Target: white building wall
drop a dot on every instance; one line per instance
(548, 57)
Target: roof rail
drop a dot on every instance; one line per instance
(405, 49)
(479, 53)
----------
**DIRECTIONS FOR THIS TASK:**
Convert the listing, starting with the line that contains "Target: roof rail" and going on through its final line, into a JSON list of strings with one string per line, leaving out blank lines.

**EXERCISE RESPONSE:**
[
  "Target: roof rail",
  "drop a dot on every instance; one line per instance",
  "(405, 49)",
  "(479, 53)"
]